> **Extract**
>> begin

How to read from hbase using spark
TableInputFormat has the following attributes:
SCAN_ROW_START
SCAN_ROW_STOP
conf.set(TableInputFormat.SCAN_ROW_START, "startrowkey")
conf.set(TableInputFormat.SCAN_ROW_STOP, "stoprowkey")
val myConf = HBaseConfiguration.create()
myConf.set("hbase.zookeeper.quorum", "master4,slave41,slave42")
myConf.set("hbase.master", "master4:60000")
myConf.set("hbase.zookeeper.property.clientPort", "2181")
myConf.set("hbase.defaults.for.version.skip", "true")
myConf.set(TableInputFormat.INPUT_TABLE, "test")
myConf.set(TableInputFormat.SCAN_ROW_START,"1")

>> end

> **Data records**
>> begin

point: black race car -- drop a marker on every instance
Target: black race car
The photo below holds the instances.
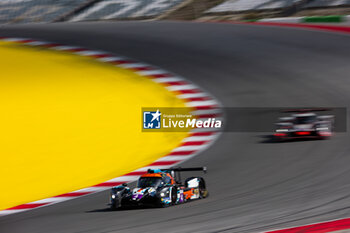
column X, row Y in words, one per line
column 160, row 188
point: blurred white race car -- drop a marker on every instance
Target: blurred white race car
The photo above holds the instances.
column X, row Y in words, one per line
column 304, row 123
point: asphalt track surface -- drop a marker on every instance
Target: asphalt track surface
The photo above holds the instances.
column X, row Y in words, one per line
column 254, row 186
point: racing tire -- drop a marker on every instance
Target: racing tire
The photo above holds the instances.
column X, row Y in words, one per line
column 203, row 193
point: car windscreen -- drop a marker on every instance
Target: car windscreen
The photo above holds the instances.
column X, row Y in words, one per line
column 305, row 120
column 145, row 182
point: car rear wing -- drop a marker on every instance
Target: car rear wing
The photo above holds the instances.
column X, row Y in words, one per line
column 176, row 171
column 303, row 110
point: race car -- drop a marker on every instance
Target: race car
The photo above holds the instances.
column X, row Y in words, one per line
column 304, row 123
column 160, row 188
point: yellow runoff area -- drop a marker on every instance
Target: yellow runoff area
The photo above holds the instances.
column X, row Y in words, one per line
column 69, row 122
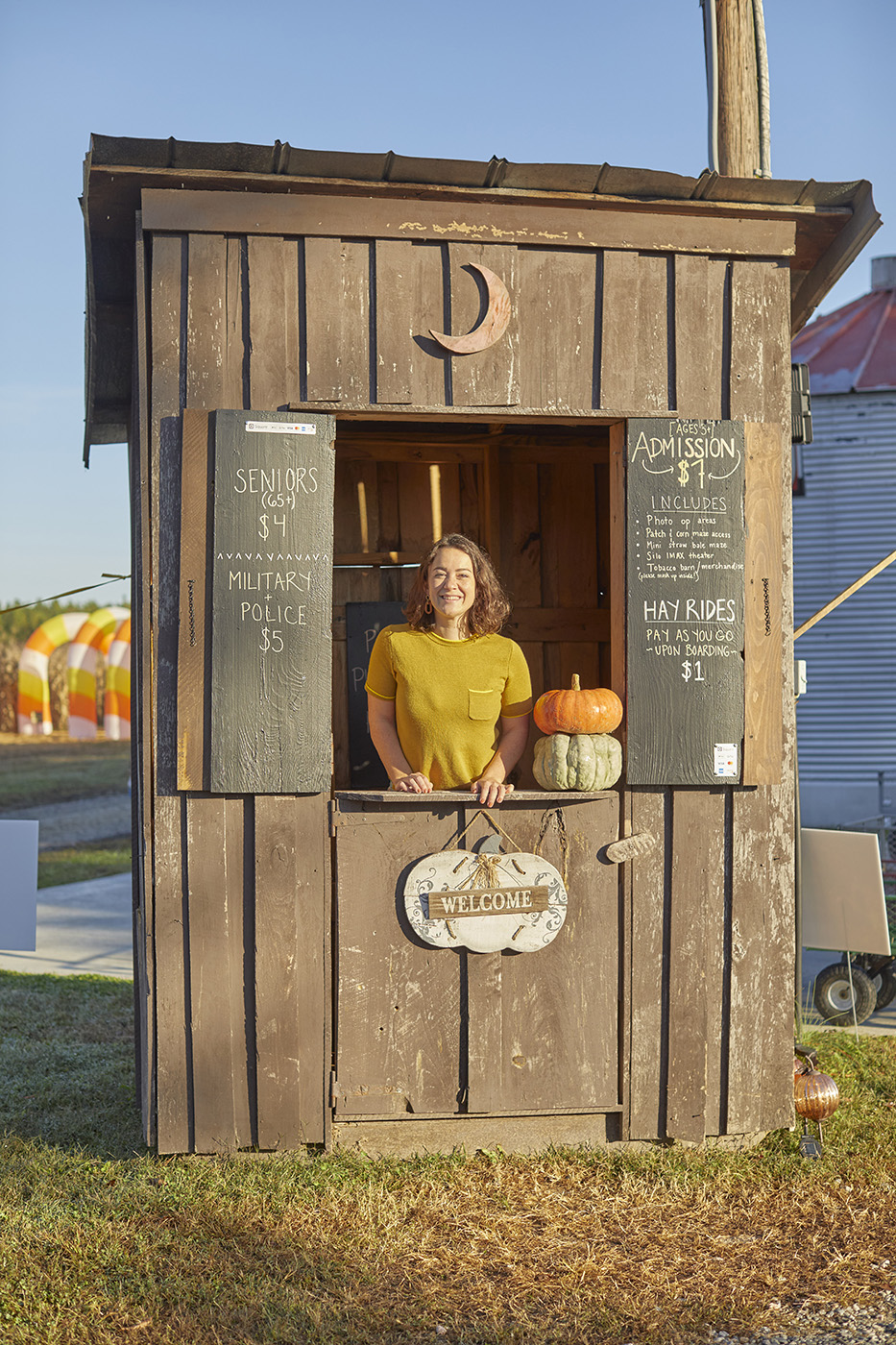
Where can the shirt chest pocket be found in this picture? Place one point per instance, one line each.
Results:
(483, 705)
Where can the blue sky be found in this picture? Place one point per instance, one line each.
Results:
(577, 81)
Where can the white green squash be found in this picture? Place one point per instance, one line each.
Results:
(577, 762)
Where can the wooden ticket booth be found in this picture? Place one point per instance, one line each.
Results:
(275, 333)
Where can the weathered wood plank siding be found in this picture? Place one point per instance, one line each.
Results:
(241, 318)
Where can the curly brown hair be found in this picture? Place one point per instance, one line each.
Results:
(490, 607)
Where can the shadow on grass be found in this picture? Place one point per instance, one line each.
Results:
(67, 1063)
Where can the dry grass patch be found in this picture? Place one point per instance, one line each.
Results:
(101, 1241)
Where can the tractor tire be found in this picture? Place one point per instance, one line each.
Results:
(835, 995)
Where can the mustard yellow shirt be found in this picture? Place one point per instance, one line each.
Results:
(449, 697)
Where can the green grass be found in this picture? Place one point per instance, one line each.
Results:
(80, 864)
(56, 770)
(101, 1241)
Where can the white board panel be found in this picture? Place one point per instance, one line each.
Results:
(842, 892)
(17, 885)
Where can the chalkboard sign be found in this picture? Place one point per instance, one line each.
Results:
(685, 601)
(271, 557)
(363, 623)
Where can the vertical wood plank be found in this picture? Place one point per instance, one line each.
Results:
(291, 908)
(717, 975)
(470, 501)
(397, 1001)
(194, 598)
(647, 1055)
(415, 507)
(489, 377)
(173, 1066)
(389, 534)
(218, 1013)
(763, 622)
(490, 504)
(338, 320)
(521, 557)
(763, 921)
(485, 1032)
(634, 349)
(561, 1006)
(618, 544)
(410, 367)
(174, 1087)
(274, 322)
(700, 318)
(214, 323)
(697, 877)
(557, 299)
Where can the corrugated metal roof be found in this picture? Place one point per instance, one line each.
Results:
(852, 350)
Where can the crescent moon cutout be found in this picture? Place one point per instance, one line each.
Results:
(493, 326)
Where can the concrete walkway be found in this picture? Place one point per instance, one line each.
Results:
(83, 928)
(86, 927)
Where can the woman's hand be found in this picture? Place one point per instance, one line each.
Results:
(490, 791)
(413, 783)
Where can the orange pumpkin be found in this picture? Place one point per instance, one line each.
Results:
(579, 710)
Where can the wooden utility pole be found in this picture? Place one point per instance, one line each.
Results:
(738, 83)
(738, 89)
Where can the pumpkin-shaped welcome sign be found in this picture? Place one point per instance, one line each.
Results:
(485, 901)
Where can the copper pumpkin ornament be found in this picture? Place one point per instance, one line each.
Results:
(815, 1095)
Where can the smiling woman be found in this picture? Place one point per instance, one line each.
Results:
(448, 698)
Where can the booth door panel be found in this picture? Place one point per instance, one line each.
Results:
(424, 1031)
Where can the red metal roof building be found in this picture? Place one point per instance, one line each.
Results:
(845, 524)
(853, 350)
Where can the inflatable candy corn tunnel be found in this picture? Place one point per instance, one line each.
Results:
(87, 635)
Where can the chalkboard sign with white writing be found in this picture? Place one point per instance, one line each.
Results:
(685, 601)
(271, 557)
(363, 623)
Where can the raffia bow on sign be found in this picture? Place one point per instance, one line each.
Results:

>> end

> **Given instruction**
Summarize the text on reading from HBase with Spark in two sentences.

> **Expected answer**
TableInputFormat has the attributes SCAN_ROW_START and SCAN_ROW_STOP, which are set on a configuration with a start row key and a stop row key. An HBase configuration named myConf is then created with settings for the ZooKeeper quorum, the HBase master, the client port and skipping version defaults, along with the input table "test" and a scan start row of "1".